— Alıştırmalar —
A: Okuma parçasında "(Milli Gazete)" ile başlayıp "(velilik) üzerinde durulacaktır." sözlerine kadar süren bölümü harfi harfine yazın.
B: Okuma parçasına göre siyasiler başta olmak üzere tüm Müslümanlar neden dostluk ve kardeşlik duygularını geliştirici bir dil, tavır ve tutum ortaya koymalıdır? Bir ile üç cümle arasında açıklayın.

:: Okuma Parçası ::

(Milli Gazete)
Giriş
Bütün Kadife Darbelerde, seçim öncesi, esnası ve sonrasında
“seçime hile karıştı” denip kitleleri sokağa çekip sokak hâkimiyeti kurarak
ülkeyi bir kaosa sürüklemek temel bir stratejidir. Bundan sonra gerilim
artırıcı provokatif hareketler gittikçe artabilir. Her yanlış adım, söz ve
kelam gayrı memnunlar ittifakını genişletebilir. Bu da Kadife darbeci şer
cephesinin işine yarar. O nedenle başta siyasiler olmak üzere tüm Müslümanlar,
iki ana kavram üzerinden dostluk (veli) ve kardeşlik duygularını geliştirici,
kuvvetlendirici bir dil, tavır ve tutum ortaya koymalıdır.
Bu amaçla geçen yazıda kardeşlik üzerinde durmuştuk. Burada
ise dostluk (velilik) üzerinde durulacaktır.

:::
:: Gösterilen Satırlar ::

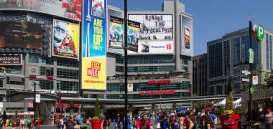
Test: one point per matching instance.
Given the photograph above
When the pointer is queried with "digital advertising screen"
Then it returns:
(98, 8)
(156, 33)
(10, 59)
(187, 36)
(65, 39)
(93, 46)
(25, 31)
(70, 9)
(116, 34)
(94, 75)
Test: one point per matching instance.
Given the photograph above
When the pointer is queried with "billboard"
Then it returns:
(65, 39)
(10, 59)
(187, 36)
(98, 8)
(94, 73)
(25, 31)
(116, 33)
(70, 9)
(93, 45)
(154, 47)
(154, 28)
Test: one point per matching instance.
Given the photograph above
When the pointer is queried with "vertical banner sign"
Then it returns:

:::

— Sıralı Yanıtlar —
A:
(Milli Gazete)
Giriş
Bütün Kadife Darbelerde, seçim öncesi, esnası ve sonrasında
“seçime hile karıştı” denip kitleleri sokağa çekip sokak hâkimiyeti kurarak
ülkeyi bir kaosa sürüklemek temel bir stratejidir. Bundan sonra gerilim
artırıcı provokatif hareketler gittikçe artabilir. Her yanlış adım, söz ve
kelam gayrı memnunlar ittifakını genişletebilir. Bu da Kadife darbeci şer
cephesinin işine yarar. O nedenle başta siyasiler olmak üzere tüm Müslümanlar,
iki ana kavram üzerinden dostluk (veli) ve kardeşlik duygularını geliştirici,
kuvvetlendirici bir dil, tavır ve tutum ortaya koymalıdır.
Bu amaçla geçen yazıda kardeşlik üzerinde durmuştuk. Burada
ise dostluk (velilik) üzerinde durulacaktır.

B: Çünkü her yanlış adım, söz ve kelam gayrı memnunlar ittifakını genişletebilir. Bu genişleme de Kadife darbeci şer cephesinin işine yarar.